> _TASK BRIEF_:
Please locate each line in the listing below that contains the word "plate" and copy those lines out in full.

> _MATERIAL FOR THE TASK_:
+--
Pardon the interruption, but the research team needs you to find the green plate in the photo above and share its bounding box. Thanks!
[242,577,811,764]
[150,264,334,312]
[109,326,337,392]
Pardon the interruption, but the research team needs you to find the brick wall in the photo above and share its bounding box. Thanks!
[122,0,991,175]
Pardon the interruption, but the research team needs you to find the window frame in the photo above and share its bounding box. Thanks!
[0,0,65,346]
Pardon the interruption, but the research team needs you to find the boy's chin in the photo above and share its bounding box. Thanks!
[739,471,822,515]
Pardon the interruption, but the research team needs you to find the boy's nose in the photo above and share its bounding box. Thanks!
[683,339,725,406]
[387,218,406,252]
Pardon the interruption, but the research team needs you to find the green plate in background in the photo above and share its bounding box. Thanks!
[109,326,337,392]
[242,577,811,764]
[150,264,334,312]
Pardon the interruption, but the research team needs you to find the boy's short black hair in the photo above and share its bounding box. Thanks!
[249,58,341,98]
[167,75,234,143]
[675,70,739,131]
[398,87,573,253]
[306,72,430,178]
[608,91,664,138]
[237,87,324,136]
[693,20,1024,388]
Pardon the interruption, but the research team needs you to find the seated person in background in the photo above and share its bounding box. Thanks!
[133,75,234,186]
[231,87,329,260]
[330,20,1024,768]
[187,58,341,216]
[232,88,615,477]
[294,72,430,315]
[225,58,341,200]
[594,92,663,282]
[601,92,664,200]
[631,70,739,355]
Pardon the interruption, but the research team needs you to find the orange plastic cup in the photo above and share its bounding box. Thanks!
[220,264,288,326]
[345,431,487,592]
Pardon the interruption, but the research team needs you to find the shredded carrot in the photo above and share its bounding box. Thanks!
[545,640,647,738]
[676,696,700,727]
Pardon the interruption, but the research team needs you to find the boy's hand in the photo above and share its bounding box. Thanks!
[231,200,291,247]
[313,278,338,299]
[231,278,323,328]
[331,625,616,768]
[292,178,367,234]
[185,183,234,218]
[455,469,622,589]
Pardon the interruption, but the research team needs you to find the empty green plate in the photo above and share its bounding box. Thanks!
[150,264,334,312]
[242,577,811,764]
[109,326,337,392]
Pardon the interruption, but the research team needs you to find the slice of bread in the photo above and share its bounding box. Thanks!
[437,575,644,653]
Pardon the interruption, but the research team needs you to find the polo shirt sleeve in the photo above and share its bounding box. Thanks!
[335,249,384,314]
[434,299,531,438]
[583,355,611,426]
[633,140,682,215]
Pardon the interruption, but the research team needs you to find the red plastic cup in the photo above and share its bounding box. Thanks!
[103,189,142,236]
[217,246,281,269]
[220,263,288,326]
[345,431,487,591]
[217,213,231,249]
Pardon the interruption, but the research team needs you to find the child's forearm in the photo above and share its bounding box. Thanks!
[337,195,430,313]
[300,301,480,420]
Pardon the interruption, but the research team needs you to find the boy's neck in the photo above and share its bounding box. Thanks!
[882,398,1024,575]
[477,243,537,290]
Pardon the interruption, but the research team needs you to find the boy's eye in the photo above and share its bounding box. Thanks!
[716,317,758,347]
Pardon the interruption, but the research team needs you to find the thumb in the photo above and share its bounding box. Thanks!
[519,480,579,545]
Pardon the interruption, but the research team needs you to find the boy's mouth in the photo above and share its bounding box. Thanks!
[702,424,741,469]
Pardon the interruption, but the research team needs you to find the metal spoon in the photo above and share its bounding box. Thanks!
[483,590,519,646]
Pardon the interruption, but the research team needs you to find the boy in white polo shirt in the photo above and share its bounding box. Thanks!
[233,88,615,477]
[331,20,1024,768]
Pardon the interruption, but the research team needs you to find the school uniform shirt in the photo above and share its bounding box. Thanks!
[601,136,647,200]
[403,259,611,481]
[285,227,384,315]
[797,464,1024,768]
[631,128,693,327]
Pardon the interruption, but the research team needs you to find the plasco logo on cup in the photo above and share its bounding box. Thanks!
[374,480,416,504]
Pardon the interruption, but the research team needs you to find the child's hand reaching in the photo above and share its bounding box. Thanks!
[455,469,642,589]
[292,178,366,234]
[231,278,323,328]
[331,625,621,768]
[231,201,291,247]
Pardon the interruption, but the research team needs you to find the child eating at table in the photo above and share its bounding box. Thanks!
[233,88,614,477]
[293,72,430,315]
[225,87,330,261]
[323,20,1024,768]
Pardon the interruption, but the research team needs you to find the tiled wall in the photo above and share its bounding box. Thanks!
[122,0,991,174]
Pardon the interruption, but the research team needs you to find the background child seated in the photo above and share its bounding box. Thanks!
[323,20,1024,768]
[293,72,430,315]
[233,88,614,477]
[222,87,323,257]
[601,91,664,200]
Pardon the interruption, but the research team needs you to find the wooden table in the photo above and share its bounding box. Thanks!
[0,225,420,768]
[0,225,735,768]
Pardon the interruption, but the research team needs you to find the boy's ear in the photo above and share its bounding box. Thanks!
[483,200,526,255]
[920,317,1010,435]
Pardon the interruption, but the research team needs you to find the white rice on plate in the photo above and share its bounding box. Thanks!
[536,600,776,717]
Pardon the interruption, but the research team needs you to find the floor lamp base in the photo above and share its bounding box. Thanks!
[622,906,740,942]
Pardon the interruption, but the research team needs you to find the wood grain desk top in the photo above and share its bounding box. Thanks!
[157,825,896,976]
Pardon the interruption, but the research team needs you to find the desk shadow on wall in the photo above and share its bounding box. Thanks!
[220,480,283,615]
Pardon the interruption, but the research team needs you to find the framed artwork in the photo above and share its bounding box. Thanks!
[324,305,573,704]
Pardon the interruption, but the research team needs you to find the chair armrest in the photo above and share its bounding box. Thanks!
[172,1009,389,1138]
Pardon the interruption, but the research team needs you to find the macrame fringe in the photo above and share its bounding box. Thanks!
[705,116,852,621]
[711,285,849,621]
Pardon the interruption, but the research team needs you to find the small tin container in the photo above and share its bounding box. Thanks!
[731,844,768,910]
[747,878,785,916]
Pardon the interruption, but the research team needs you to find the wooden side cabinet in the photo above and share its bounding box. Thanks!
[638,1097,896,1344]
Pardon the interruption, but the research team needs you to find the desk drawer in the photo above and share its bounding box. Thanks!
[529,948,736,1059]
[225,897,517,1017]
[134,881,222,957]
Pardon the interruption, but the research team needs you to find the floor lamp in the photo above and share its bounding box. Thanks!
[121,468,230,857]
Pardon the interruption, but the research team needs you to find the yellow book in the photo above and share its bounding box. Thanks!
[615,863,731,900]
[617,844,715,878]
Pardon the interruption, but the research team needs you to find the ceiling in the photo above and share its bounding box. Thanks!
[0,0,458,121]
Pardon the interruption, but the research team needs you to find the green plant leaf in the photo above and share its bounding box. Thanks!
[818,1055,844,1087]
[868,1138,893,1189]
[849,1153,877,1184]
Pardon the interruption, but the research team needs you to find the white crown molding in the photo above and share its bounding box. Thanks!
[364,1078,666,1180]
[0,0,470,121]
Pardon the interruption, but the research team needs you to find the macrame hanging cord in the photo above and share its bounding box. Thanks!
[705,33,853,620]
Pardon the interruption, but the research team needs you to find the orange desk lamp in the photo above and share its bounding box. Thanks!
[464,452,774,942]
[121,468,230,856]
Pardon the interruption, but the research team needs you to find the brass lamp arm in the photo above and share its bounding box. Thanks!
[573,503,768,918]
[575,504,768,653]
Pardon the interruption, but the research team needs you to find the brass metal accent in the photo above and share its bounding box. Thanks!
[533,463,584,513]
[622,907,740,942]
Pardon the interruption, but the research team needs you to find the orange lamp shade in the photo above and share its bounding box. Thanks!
+--
> _TASK ANSWER_:
Pardon the interruption, but the research team needs you to find the green plate in the photo above and share its bounding box. Thanks!
Pardon the interruption, but the research team needs you to find the green plate in background in the photo above and share its bounding box. Thanks!
Pardon the interruption, but the research team needs you to find the empty green plate in the photo above and share its bounding box. Thanks!
Pardon the interruption, but the research team needs you to find the white rice on plate in the photo above and share its bounding box. Thanks!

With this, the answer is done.